Each entry has to be given again in its exact wording, and no picture may appear in the result.

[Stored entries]
========================================================================

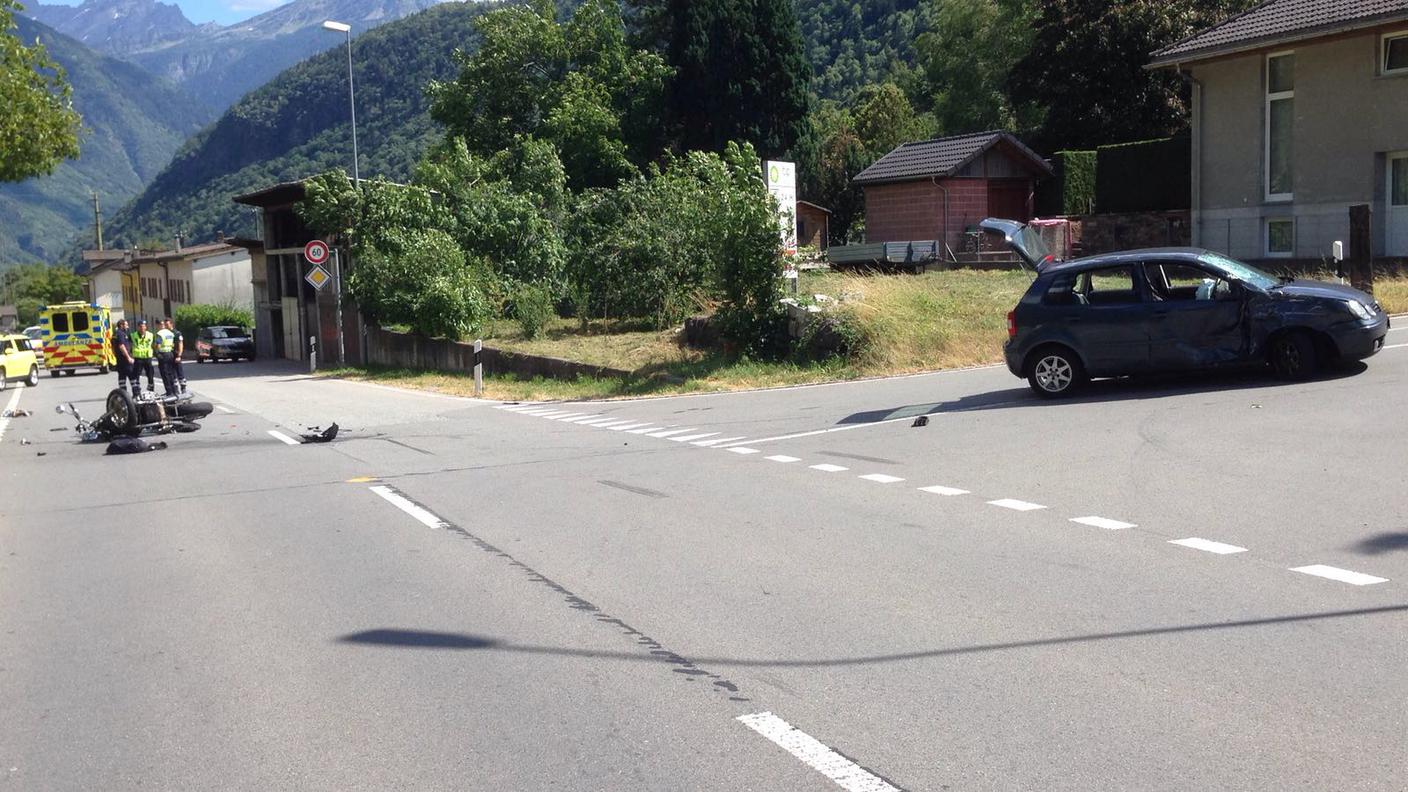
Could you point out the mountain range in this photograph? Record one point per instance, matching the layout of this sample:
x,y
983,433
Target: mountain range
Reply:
x,y
133,124
217,64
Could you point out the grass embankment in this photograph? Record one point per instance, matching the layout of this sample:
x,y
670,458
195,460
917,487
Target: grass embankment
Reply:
x,y
931,322
913,323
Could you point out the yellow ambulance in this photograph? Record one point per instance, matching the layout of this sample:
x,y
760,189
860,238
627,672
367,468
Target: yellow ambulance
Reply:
x,y
76,336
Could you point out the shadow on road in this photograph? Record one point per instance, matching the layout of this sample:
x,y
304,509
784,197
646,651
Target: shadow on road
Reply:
x,y
418,639
1121,389
1383,543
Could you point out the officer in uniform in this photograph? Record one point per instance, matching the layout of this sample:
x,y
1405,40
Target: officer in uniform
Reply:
x,y
142,341
179,371
165,351
123,351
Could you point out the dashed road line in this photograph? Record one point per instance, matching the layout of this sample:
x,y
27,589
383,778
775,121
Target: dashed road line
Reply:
x,y
1208,546
1103,523
1015,505
423,516
948,491
282,437
1342,575
882,478
814,754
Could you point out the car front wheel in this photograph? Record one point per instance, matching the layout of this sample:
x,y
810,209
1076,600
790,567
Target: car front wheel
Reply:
x,y
1294,357
1055,372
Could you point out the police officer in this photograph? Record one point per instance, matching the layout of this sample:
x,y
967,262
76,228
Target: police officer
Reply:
x,y
142,341
165,351
179,371
123,351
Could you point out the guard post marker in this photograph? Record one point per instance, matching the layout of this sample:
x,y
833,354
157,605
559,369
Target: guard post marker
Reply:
x,y
479,368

========================================================================

-- Reply --
Could you point out the mountain range in this photograph? Record one point per instance, matching the layout of this sample:
x,y
983,433
Target: mountain range
Reply:
x,y
133,124
217,64
Could you point out the grass embankment in this photograph? Record one point per instance, matching the layout of this sample:
x,y
670,458
195,460
917,487
Target: grass embankment
Reply:
x,y
931,322
913,323
Could you point out the yellow ambulance in this photograph? Record one point per instance, matching the layout of this sample:
x,y
760,189
860,238
627,672
367,468
Target: yellow ambulance
Reply:
x,y
76,336
Could you point out the shadow on road in this photograph? Record one point per instance, matching the layout of this sample:
x,y
304,509
784,197
646,651
Target: shadow on road
Reply:
x,y
418,639
1121,389
1383,543
Could you point out the officer in uniform in this photograph? Record one point per instance, matching the layout of this sample:
x,y
1405,40
Target: officer in uniform
Reply:
x,y
142,341
179,371
165,351
123,351
Could you point out the dashed road line in this photograph? Record one point per instance, matching the layout of this sample:
x,y
27,589
383,778
775,121
Target: dashed road line
Reply:
x,y
1208,546
1103,523
1015,505
423,516
948,491
282,437
1342,575
882,478
814,754
Could you point out the car front wheel in this photograph? Record one point per instance, matching the layout of this sample:
x,y
810,209
1076,600
790,567
Target: car front wheel
Reply:
x,y
1294,357
1055,372
Could you point out the police officer in this photograph? Record one point per instance, matching the layout of this sample:
x,y
967,262
76,228
Target: police officer
Reply:
x,y
142,341
165,351
179,371
123,351
Could you point out the guard post marker in this photograph? Record one point per instance, matching the layout of this sample:
x,y
833,354
157,605
559,369
Target: guard post marker
Reply:
x,y
479,368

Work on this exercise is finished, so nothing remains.